Banaras Hindu University students stage a protest in New Delhi.
Banaras Hindu University on the boil
Superintendent of Police, Crime, Varanasi, Gyanendra Nath Prasad said notices have been issued to 14 students. Those identified will have to appear before the police crime branch, which is probing the case, by the end of Monday and record their statements as well as produce any written records related to the case. "Your absence will be understood to mean that you have nothing to say on it," read one of the notices, adding that legal action would be then initiated based on "available evidence."
Mr. Prasad said the 14 students were identified and issued notices after considering their "past controversies"on campus, involvement in controversial events and based on intelligence inputs. "The boys have been under the radar of suspicion," Mr. Prasad told The Hindu.
The police officer said the students were being summoned only for questioning.
Who will be named in the case as accused and what sections would be invoked, will be decided only on the basis of evidence, he added.
The students, however, accused the administration of targetting them in the case. Roshan Pandey, a third-year Arts students, was among the protestors who received a notice. Mr. Pandey said he was being targeted for his "democratic" activism on campus on issues related to women safety, equality and rights.

◆ To be done
(1) According to the Banaras Hindu University excerpt, how many students were issued notices?
(2) Write out the Banaras Hindu University excerpt again, starting with "Who will be" and going on through "equality and rights.", but swap in "university authorities" wherever "administration" appears.
(3) Carry on the news report about the Banaras Hindu University protest from the point where it stops.
The rows are not needed for any of this.

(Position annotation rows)
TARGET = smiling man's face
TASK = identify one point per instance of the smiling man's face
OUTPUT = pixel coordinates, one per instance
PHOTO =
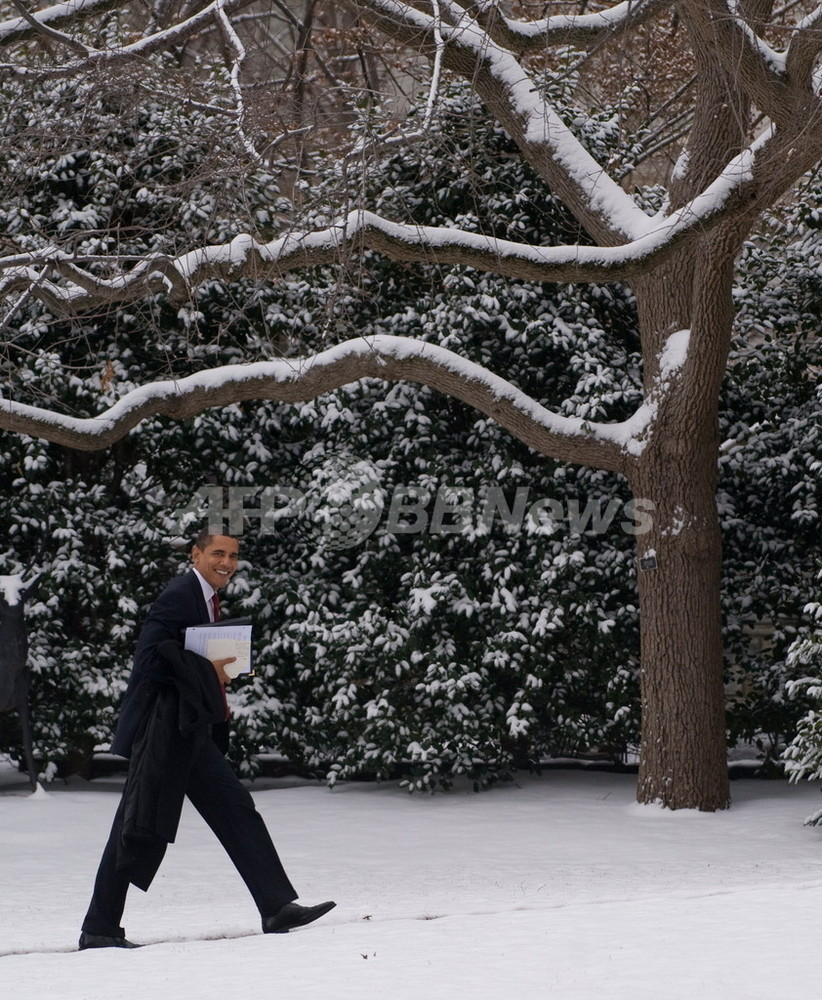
(217, 562)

◆ Answer set
(1) 14 students.

(2)
Who will be named in the case as accused and what sections would be invoked, will be decided only on the basis of evidence, he added.
The students, however, accused the university authorities of targetting them in the case. Roshan Pandey, a third-year Arts students, was among the protestors who received a notice. Mr. Pandey said he was being targeted for his "democratic" activism on campus on issues related to women safety, equality and rights.

(3)
"We were out demanding a safe and peaceful campus, and they responded to it by throwing this notice at us. We have raised these issues in the past as well and the BHU administration has responded by trying to implicate us in criminal cases and suppress our democratic voices," Mr. Pandey said.
The student was among those who had filed a petition in the Supreme Court demanding gender equality on the campus. "We believe in protesting peacefully and condemn any form of violence," he said.
The police said notices would be issued to more students in the coming days. Meanwhile, the police is yet to find any leads in the molestation case of the fine arts student, which had trigerred the outrage and protests culminating in a lathicharge and allegations of arson.
A team of the UP police crime branch has left for New Delhi, as officers try to make a sketch of the accused men based on the memory of the molestation victim.
"Based on the sketch and other inputs, we will try to trace them. So far, there have been no clues," Mr. Prasad said.
Dhananjay Tripathi, an Ayurveda Ph.D scholar of BHU, who has also been issued a notice, described the police action as arbitrary. In addition to the criminals cases, he was also summoned under Section 66 of the Information Technology Act, which he claims could be due to his writings and posts on the BHU issue on social media.
"I don't run any page for BHU on Facebook except my own profile. I have been active on campus raising several civil society issues since 2002 but don't have a single case against me,' said Mr. Tripathi, who is a member of the NSUI, the students wing of the Congress.
Among the 14 students, as many as seven are involved with the Joint Action Committee of students, a platform of student outfits, including the NSUI, AISA and other non-ABVP bodies, Mr.Tripathi said.